Friedensnobelpreis: Zwölf Uhr Mittags

Meinung Das Friedensnobelpreis-Komitee hat in diesem Jahr einen Nobelpreis verliehen, aber keinen Friedensnobelpreis. Dafür hätte ein anderer Kandidat ausgezeichnet werden müssen
Berit Reiss-Andersen, Vorsitzende des Nobelpreis-Komitees, verkündet die diesjährigen Friedensnobelpreisträger
Berit Reiss-Andersen, Vorsitzende des Nobelpreis-Komitees, verkündet die diesjährigen Friedensnobelpreisträger

Foto: Heiko Junge/NTB/AFP/Getty Images

Seit Freitag zwölf Uhr wissen wir, an wen in diesem Jahr der Friedensnobelpreis verliehen wird, und ja, es sind preiswürdige Empfänger. Der Menschenrechtsaktivist Ales Bjaljazki hat eine Organisation gegründet (Viasna), die sich gegen die Folter an politischen Gefangenen engagiert. Er sitzt jetzt selbst als politischer Gefangener, unter dem Vorwand des Steuerbetrugs, in Belarus im Gefängnis. Dass das Nobelpreiskomitee seine Freilassung fordert, ist begrüßenswert.

Die russische Organisation Memorial wurde 1987 noch in der Sowjetunion gegründet, sie kämpft für Menschenrechte und gegen den Militarismus und tritt dafür ein, dass die Opfer des Sowjetstaates nicht in Vergessenheit geraten. 2021 wurde sie auf der Basis eines Gesetzes gegen „ausländische Agenten“ verboten. Zurzeit läuft in Moskau ein Prozess um die Beschlagnahme der Räumlichkeiten von Memorial. Dritter Preisträger ist die ukrainische Menschenrechtsorganisation Center for Civil Liberties, die russische Kriegsverbrechen gegen die ukrainische Bevölkerung dokumentiert hat.

(BEREITGESTELLTE DATEN)
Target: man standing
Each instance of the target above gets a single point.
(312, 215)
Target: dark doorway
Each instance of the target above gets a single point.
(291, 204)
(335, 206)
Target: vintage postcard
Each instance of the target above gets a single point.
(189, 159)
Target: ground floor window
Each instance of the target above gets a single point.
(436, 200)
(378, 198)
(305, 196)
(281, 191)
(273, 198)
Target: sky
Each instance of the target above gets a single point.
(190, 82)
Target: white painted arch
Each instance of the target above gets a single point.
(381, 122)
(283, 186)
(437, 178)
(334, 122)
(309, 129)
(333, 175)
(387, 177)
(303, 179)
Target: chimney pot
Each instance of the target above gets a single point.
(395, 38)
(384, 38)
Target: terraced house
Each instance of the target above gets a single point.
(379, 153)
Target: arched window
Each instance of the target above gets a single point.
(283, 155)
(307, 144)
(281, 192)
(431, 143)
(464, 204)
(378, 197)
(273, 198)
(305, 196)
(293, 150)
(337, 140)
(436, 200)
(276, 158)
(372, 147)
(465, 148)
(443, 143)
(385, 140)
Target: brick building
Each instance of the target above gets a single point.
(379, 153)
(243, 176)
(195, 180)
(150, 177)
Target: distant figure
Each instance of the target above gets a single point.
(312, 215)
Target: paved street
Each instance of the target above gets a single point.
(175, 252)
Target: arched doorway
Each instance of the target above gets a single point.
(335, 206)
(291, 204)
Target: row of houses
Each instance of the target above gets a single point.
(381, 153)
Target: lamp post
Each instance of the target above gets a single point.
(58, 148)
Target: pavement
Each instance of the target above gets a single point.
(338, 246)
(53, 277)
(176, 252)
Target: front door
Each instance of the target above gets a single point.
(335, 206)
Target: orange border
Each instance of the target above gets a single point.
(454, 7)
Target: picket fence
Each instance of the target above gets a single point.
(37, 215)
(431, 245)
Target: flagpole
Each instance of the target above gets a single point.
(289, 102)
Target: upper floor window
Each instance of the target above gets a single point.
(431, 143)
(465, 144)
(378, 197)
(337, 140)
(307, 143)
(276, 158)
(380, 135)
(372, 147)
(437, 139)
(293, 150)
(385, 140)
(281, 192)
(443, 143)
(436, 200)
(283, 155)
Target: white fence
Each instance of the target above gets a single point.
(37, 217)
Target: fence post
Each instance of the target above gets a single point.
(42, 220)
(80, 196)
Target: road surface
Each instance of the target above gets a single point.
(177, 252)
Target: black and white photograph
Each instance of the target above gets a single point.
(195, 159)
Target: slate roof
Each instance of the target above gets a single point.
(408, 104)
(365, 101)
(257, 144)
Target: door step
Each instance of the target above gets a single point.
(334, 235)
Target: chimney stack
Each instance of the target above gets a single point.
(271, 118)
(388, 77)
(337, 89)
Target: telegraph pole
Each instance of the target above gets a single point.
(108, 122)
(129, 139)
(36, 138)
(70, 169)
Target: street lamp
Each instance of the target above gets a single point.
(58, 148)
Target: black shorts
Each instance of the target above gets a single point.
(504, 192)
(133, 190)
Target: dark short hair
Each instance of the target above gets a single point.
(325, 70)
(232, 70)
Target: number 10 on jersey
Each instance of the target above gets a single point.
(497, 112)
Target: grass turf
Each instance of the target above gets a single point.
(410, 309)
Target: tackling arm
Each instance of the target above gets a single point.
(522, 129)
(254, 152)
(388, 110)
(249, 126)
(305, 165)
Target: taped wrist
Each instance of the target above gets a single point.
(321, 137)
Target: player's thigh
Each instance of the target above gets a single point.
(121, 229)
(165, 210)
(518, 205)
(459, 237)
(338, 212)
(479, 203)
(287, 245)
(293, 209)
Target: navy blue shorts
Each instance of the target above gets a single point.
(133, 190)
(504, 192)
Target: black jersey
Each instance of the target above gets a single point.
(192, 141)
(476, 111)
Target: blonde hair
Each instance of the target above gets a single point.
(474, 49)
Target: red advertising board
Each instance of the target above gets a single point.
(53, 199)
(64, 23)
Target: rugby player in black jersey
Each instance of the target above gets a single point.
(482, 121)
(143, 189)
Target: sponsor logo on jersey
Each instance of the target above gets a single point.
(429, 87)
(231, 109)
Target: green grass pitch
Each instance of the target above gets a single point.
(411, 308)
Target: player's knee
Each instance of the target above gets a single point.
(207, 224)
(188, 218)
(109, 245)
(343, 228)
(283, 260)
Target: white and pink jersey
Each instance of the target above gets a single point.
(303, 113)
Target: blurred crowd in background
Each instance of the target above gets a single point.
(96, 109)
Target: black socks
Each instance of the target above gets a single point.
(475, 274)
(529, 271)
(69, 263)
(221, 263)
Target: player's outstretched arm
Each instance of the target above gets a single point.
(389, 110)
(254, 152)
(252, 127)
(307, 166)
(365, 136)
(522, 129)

(ZIEL DER AUFGABE)
Gib aus dem Text zum Friedensnobelpreis den Abschnitt von „Die russische Organisation“ bis einschließlich „Bevölkerung dokumentiert hat.“ wortgetreu aus.

(SCHRIFTLICHE ANTWORT)
Die russische Organisation Memorial wurde 1987 noch in der Sowjetunion gegründet, sie kämpft für Menschenrechte und gegen den Militarismus und tritt dafür ein, dass die Opfer des Sowjetstaates nicht in Vergessenheit geraten. 2021 wurde sie auf der Basis eines Gesetzes gegen „ausländische Agenten“ verboten. Zurzeit läuft in Moskau ein Prozess um die Beschlagnahme der Räumlichkeiten von Memorial. Dritter Preisträger ist die ukrainische Menschenrechtsorganisation Center for Civil Liberties, die russische Kriegsverbrechen gegen die ukrainische Bevölkerung dokumentiert hat.